Print each of the following items line for line, without changing anything.

[Source records]

+++

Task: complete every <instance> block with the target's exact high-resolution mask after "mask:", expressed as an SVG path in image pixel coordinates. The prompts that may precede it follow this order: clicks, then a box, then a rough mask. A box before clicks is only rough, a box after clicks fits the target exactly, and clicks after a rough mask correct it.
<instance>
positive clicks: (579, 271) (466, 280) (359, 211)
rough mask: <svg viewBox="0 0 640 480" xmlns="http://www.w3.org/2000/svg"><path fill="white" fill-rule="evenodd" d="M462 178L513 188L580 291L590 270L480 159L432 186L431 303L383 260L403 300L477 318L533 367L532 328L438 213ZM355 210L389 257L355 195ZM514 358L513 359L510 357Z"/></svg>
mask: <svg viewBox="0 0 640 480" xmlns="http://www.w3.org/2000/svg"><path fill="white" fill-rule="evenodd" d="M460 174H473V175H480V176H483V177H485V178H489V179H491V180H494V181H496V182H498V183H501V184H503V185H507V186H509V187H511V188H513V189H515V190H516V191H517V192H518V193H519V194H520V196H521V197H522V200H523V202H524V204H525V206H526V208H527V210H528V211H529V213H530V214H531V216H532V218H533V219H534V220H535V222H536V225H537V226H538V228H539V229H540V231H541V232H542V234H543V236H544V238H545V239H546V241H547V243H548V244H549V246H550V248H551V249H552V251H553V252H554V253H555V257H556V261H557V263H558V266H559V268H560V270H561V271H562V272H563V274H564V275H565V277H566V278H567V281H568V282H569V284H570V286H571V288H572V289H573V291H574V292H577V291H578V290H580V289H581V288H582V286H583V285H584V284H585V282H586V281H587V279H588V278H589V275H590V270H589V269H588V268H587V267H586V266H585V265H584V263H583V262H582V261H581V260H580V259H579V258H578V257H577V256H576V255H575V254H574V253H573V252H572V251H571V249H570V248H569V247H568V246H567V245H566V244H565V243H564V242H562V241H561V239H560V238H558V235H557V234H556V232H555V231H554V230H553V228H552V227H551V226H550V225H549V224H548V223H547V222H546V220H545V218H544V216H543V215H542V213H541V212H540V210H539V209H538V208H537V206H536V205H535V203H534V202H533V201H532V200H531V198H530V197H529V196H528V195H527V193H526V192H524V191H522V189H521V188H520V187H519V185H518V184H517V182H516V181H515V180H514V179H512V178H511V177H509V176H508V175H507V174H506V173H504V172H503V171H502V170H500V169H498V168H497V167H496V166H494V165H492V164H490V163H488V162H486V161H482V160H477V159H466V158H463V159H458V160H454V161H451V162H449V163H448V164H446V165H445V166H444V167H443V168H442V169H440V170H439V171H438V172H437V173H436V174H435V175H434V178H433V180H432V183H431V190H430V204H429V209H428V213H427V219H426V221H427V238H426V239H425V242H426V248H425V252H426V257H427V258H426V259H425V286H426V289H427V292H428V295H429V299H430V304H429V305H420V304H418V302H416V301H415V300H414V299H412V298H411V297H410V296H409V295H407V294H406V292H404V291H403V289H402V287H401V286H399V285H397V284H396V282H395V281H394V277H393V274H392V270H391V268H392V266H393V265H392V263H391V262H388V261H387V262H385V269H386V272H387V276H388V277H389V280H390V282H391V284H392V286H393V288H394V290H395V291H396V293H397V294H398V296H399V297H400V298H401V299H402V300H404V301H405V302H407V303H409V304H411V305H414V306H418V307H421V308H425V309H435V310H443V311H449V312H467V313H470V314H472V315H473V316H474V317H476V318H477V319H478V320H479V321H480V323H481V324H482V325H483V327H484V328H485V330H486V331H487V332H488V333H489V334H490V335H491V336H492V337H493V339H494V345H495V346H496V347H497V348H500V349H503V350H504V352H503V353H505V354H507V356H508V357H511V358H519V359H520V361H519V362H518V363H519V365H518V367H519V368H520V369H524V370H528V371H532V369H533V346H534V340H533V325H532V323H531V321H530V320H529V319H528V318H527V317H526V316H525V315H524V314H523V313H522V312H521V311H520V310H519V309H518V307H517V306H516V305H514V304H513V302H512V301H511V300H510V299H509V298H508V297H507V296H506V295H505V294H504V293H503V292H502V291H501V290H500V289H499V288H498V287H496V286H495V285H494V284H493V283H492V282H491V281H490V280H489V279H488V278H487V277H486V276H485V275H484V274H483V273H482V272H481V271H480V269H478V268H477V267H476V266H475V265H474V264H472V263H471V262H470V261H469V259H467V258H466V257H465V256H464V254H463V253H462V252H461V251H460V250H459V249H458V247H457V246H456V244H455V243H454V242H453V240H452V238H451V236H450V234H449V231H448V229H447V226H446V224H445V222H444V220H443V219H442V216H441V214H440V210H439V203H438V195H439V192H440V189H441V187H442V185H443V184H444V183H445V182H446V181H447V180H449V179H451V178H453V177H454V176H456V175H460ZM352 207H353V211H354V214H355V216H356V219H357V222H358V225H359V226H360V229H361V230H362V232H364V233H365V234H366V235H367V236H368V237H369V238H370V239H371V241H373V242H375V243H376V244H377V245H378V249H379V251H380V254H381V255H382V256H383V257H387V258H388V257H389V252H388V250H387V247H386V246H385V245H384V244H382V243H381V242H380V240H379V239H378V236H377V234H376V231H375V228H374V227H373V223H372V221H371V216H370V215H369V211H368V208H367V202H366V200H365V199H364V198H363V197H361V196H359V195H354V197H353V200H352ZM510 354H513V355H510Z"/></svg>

+++

Response:
Task: complete every <instance> block with the target's exact high-resolution mask after "mask:", expressed as an SVG path in image pixel coordinates. The prompts that may precede it follow this order: clicks, then a box, then a rough mask. A box before clicks is only rough, a box after clicks fits the target exactly, and clicks after a rough mask correct it.
<instance>
positive clicks: (579, 271) (466, 280) (359, 211)
rough mask: <svg viewBox="0 0 640 480" xmlns="http://www.w3.org/2000/svg"><path fill="white" fill-rule="evenodd" d="M462 178L513 188L580 291L590 270L480 159L432 186L431 303L383 260L403 300L477 318L533 367L532 328L438 213ZM355 210L389 257L355 195ZM514 358L513 359L510 357Z"/></svg>
mask: <svg viewBox="0 0 640 480" xmlns="http://www.w3.org/2000/svg"><path fill="white" fill-rule="evenodd" d="M460 174H473V175H480V176H483V177H485V178H489V179H491V180H494V181H496V182H498V183H501V184H503V185H507V186H509V187H511V188H513V189H515V190H516V191H517V192H518V193H519V194H520V196H521V197H522V200H523V202H524V204H525V206H526V208H527V210H528V211H529V213H530V214H531V216H532V218H533V219H534V220H535V222H536V225H537V226H538V228H539V229H540V231H541V232H542V234H543V236H544V238H545V239H546V241H547V243H548V244H549V246H550V248H551V249H552V251H553V252H554V253H555V257H556V261H557V263H558V266H559V268H560V270H561V271H562V272H563V274H564V275H565V277H566V278H567V281H568V282H569V284H570V286H571V288H572V289H573V291H574V292H577V291H578V290H580V289H581V288H582V286H583V285H584V284H585V282H586V281H587V279H588V278H589V275H590V270H589V269H588V268H587V267H586V266H585V265H584V263H583V262H582V261H581V260H580V259H579V258H578V257H577V256H576V255H575V254H574V253H573V252H572V251H571V249H570V248H569V247H568V246H567V245H566V244H565V243H564V242H562V241H561V239H560V238H558V235H557V234H556V232H555V231H554V230H553V228H552V227H551V226H550V225H549V224H548V223H547V222H546V220H545V218H544V216H543V215H542V213H541V212H540V210H539V209H538V208H537V206H536V205H535V203H534V202H533V201H532V200H531V198H530V197H529V196H528V195H527V193H526V192H524V191H522V189H521V188H520V187H519V185H518V184H517V182H516V181H515V180H514V179H512V178H511V177H509V176H508V175H507V174H506V173H504V172H503V171H502V170H500V169H498V168H497V167H496V166H494V165H492V164H490V163H488V162H486V161H482V160H477V159H466V158H463V159H458V160H454V161H451V162H449V163H448V164H446V165H445V166H444V167H443V168H442V169H440V170H439V171H438V172H437V173H436V174H435V175H434V178H433V180H432V183H431V190H430V204H429V209H428V213H427V219H426V221H427V238H426V239H425V242H426V248H425V252H426V257H427V258H426V259H425V286H426V289H427V292H428V295H429V299H430V304H429V305H420V304H418V302H416V301H415V300H414V299H412V298H411V297H410V296H409V295H407V294H406V292H404V291H403V289H402V287H401V286H399V285H397V284H396V282H395V281H394V277H393V274H392V270H391V268H392V266H393V265H392V263H391V262H388V261H387V262H385V269H386V272H387V276H388V277H389V280H390V282H391V284H392V286H393V288H394V290H395V291H396V293H397V294H398V296H399V297H400V298H401V299H402V300H404V301H405V302H407V303H409V304H411V305H414V306H418V307H421V308H425V309H435V310H443V311H449V312H467V313H470V314H472V315H473V316H474V317H476V318H477V319H478V320H479V321H480V323H481V324H482V325H483V327H484V328H485V330H486V331H487V332H488V333H489V334H490V335H491V336H492V337H493V339H494V345H495V346H496V347H497V348H500V349H503V350H504V352H503V353H505V354H507V356H508V357H511V358H519V359H520V361H519V362H518V363H519V365H518V367H519V368H520V369H524V370H528V371H532V369H533V346H534V340H533V325H532V323H531V321H530V320H529V319H528V318H527V317H526V316H525V315H524V314H523V313H522V312H521V311H520V310H519V309H518V307H517V306H516V305H514V304H513V302H512V301H511V300H510V299H509V298H508V297H507V296H506V295H505V294H504V293H503V292H502V291H501V290H500V289H499V288H498V287H496V286H495V285H494V284H493V283H492V282H491V281H490V280H489V279H488V278H487V277H486V276H485V275H484V274H483V273H482V272H481V271H480V269H478V268H477V267H476V266H475V265H474V264H472V263H471V262H470V261H469V259H467V258H466V257H465V256H464V254H463V253H462V252H461V251H460V250H459V249H458V247H457V246H456V244H455V243H454V242H453V240H452V238H451V236H450V234H449V231H448V229H447V226H446V224H445V222H444V220H443V219H442V216H441V214H440V210H439V203H438V195H439V192H440V189H441V187H442V185H443V184H444V183H445V182H446V181H447V180H449V179H451V178H453V177H454V176H456V175H460ZM352 207H353V211H354V214H355V216H356V219H357V222H358V225H359V226H360V229H361V230H362V232H364V233H365V234H366V235H367V236H368V237H369V238H370V239H371V241H373V242H375V243H376V244H377V245H378V249H379V251H380V254H381V255H382V256H383V257H387V258H388V257H389V252H388V250H387V247H386V246H385V245H384V244H382V243H381V242H380V240H379V239H378V236H377V234H376V231H375V228H374V227H373V223H372V221H371V216H370V215H369V211H368V208H367V202H366V200H365V199H364V198H363V197H361V196H359V195H354V197H353V200H352ZM510 354H513V355H510Z"/></svg>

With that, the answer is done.